→ **EXERCISE**:
Using the records below, find every line that includes "american" and copy it.
Top of STUDY MATERIAL
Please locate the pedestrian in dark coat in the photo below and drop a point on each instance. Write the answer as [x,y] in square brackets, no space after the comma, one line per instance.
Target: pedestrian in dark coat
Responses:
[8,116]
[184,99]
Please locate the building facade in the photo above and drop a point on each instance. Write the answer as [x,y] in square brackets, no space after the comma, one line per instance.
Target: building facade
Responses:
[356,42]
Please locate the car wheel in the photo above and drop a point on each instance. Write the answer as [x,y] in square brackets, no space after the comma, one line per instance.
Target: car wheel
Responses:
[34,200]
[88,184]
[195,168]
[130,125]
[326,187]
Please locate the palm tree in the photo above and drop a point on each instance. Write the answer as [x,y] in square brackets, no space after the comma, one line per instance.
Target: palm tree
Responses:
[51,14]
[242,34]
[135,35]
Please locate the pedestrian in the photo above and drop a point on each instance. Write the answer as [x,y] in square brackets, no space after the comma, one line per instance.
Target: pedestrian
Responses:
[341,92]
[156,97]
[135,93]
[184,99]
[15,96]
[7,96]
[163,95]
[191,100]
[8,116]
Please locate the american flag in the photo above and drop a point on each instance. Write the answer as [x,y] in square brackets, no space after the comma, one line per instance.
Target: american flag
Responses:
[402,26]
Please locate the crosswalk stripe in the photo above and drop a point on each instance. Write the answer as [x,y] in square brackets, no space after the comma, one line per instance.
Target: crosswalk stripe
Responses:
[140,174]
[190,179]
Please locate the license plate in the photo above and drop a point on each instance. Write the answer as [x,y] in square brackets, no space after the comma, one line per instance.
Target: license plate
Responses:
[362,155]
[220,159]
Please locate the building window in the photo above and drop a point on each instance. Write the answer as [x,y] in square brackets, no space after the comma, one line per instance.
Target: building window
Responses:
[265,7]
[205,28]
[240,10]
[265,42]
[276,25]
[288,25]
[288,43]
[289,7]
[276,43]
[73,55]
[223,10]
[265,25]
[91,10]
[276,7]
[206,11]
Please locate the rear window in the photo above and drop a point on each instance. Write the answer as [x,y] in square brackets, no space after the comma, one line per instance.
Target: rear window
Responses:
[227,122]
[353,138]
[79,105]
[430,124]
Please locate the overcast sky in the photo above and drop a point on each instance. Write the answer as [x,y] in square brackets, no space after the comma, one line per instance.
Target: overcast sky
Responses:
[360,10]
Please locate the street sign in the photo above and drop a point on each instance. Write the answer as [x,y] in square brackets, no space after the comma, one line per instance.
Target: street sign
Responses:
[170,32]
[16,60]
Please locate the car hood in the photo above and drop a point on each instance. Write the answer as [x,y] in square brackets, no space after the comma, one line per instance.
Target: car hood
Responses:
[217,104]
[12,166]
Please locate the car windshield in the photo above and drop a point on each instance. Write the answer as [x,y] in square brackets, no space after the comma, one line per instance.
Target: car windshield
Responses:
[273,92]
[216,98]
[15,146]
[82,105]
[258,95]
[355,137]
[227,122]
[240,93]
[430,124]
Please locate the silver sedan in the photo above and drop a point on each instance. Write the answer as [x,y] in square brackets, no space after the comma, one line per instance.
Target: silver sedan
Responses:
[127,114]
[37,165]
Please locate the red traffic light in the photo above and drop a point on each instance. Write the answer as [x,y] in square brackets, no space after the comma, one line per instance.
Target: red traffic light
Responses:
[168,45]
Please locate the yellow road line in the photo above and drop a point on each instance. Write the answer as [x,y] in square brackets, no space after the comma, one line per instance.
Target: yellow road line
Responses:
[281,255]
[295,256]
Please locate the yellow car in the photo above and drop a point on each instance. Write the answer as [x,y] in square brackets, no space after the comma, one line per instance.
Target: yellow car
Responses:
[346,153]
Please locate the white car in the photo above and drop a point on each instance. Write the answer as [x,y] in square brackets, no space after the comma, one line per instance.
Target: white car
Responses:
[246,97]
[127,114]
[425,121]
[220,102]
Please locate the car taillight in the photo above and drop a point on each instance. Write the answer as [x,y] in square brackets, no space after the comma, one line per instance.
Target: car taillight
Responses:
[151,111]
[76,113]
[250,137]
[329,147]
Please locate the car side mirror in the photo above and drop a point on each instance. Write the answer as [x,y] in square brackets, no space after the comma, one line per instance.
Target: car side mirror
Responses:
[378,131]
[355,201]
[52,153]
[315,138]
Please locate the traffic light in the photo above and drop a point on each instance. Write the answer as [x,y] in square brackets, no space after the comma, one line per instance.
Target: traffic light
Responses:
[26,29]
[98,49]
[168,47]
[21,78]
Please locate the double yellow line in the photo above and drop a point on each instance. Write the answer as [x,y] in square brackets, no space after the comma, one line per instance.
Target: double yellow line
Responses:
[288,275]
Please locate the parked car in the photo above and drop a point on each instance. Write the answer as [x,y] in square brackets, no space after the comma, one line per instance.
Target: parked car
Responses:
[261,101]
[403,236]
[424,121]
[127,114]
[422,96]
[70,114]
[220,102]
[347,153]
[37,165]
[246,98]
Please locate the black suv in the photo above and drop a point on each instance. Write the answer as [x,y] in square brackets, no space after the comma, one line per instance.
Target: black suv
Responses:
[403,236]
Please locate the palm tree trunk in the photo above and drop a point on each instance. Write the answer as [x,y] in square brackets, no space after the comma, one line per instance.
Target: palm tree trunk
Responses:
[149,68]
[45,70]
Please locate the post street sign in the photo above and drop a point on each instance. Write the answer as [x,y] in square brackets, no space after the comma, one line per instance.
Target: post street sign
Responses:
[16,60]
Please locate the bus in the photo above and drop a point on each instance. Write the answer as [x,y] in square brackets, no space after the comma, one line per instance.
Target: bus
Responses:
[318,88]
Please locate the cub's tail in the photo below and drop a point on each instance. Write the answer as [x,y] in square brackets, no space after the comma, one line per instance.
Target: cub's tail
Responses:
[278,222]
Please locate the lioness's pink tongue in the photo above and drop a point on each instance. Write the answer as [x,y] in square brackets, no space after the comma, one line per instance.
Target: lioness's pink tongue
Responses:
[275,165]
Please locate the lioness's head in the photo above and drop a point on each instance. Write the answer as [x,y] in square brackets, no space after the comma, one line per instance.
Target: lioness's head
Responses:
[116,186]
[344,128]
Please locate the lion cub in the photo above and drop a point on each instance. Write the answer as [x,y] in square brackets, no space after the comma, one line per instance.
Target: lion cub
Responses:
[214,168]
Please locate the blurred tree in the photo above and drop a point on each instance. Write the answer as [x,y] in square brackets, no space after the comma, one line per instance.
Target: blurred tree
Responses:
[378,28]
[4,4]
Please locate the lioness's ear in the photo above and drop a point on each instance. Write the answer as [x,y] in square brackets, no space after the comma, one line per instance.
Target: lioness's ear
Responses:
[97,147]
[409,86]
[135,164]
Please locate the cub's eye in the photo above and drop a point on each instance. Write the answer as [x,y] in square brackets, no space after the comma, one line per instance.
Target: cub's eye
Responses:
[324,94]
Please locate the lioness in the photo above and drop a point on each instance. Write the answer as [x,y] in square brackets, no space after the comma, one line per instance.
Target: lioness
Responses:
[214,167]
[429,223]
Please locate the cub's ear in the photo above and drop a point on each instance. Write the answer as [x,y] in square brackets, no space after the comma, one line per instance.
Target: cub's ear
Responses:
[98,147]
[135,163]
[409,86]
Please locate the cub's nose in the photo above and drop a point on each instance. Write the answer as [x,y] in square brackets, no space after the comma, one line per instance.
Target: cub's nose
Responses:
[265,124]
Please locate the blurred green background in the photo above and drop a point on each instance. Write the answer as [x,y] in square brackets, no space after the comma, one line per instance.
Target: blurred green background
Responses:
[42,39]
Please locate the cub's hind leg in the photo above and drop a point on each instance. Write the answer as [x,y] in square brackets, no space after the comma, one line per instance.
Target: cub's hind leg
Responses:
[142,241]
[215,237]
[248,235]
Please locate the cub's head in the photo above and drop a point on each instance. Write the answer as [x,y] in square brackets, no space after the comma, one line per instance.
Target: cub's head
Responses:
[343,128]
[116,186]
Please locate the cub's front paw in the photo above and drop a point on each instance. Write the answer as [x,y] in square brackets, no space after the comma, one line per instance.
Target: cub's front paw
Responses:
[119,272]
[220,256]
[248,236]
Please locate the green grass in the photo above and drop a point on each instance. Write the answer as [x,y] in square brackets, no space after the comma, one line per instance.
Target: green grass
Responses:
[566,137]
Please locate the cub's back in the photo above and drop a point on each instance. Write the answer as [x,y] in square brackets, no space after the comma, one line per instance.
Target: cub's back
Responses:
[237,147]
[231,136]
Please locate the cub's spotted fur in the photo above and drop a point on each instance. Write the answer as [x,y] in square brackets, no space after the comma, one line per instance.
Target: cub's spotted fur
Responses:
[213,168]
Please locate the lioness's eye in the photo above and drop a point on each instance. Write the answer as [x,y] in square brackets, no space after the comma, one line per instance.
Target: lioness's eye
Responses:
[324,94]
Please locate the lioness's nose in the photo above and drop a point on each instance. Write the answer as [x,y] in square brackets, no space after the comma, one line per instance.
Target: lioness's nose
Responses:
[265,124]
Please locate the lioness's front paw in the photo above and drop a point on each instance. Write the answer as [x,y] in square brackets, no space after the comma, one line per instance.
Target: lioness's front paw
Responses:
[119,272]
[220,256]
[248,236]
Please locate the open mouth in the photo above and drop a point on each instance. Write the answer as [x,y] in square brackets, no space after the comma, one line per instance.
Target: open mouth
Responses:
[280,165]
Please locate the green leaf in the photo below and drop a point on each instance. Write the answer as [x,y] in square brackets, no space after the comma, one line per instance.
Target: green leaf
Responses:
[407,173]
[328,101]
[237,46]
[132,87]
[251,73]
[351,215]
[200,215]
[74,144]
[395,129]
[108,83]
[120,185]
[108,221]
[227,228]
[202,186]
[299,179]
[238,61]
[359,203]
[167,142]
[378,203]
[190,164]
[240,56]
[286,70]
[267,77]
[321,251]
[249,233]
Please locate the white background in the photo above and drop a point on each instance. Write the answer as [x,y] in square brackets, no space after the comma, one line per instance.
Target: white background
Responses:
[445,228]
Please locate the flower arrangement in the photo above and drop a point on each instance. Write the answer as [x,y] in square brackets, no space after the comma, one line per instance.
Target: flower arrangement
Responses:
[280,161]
Bottom of STUDY MATERIAL
→ **ANSWER SECTION**:
Please locate the american flag in the photo above and drop a point on each instance. Write the answer as [x,y] in square brackets, no space after the comma, one line per instance.
Target: american flag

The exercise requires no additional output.